### DIRECTION 1
In the Moonspell song ranking, on which album does 'Nocturna' appear?
### DIRECTION 2
Reproduce verbatim the passage of the Moonspell song ranking that runs from "7. ‘Full Moon" up to and including "themselves in easily.".
======== SOURCE EXTRACT ========
Moonspell are a breath of Portuguese black magic blown through the horn of metal. The band’s brew of gothic gloom and black metal wrath has been entrancing fans since their inception in 1994, releasing a compendium of culturally-fueled nocturnes across nine studio albums (as of 2012’s Alpha Noir/Omega White).
From lycanthropic charms to dusk-colored tributes to nature and spirit, here are the top 10 songs by the Lisboan werewolves otherwise known as Moonspell.
10. ‘The Southern Deathstyle’ (The Antidote, 2003)
Concussive drumming kicks this song off with that tribal darkness so integral to who Moonspell are as a band. Vocals and bass slip from restrained verse to a chorus as ravenous in tone as in tongue, punctuating the song with gravel-throated growls and some pretty hypnotic double-bass well fit to the fireside-hex of a song.
9. ‘Sanguine’ (Memorial, 2006)
Slow and methodical bass with whispers over eerie keys give this song a moon-entranced atmosphere that gets under the skin. From its thunderous chorus to the brooding doom in its bridge, the guitar and synths work together particularly well in filling out the vampiric grandeur alluded to in the lyrics.
8. ‘Nocturna’ (Darkness and Hope, 2001)
‘Nocturna’ sees Moonspell hone their gothic melancholy affectingly, the song threaded with ghostly keys that lead into a tragedy-thick chorus near impossible to dislodge from your head once you’ve heard it. As much a true Moonspell song as a tribute to the gothic rock and doom metal acts who helped cultivate the band’s style. The Type O Negative nod, in particular, is hard to miss.
7. ‘Full Moon Madness’ (Irreligious, 1996)
One of Moonspell’s most iconic wolf-hearted tracks, with both guttural speech and rasps chanted over a rhythmic blend of percussion and melody. One of the best things about this song is the way the band lets the main riff breathe and swell, stretching its fittingly-mesmerizing flourish into something that the listener can lose themselves in easily.
6. ‘Antidote’ (The Antidote, 2003)
Moonspell build this song from delicately-woven lullaby to an emotional powerhouse. There is a bittersweet ache in the melodies driven out of the chorus’ guitar, a melancholy homecoming that hits deep without really needing to be understood. The lyrical refrain of ‘…all the thirsty can now approach’ is as haunting as it is joyful.
5. ‘Alma Mater’ (Wolfheart, 1995)
‘Alma Mater’ is a song about unbridled devotion, and that passion is emphasized well on its tide of surging guitar and sibilant cymbal-crashes. The lyrics are spat with a rich black metal venom that hasn’t been lost throughout the band’s long and winding (yet ever-consistent) career. The vocals at 2:05 and 2:25 especially are some of the most blistering in Moonspell’s entire discography.
======== EXTRACTED MATERIAL ========
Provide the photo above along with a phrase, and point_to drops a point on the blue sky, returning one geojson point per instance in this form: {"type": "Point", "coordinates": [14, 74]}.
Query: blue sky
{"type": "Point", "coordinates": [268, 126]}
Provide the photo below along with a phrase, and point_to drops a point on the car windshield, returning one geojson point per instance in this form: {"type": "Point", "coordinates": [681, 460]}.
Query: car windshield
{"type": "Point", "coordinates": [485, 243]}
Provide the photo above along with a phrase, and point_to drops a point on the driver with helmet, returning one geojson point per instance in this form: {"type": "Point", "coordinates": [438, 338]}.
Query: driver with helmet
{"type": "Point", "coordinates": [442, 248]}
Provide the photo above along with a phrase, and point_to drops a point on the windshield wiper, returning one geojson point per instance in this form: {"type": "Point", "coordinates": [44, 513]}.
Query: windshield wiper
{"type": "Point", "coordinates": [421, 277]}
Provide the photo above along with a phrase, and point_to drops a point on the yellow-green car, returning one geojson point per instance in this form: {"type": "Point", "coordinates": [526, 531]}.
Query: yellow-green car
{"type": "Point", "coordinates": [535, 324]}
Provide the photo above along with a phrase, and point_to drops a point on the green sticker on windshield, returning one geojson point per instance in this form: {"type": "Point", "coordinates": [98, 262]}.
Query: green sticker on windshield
========
### EXERCISE OUTPUT 1
Darkness and Hope (2001)

### EXERCISE OUTPUT 2
7. ‘Full Moon Madness’ (Irreligious, 1996)
One of Moonspell’s most iconic wolf-hearted tracks, with both guttural speech and rasps chanted over a rhythmic blend of percussion and melody. One of the best things about this song is the way the band lets the main riff breathe and swell, stretching its fittingly-mesmerizing flourish into something that the listener can lose themselves in easily.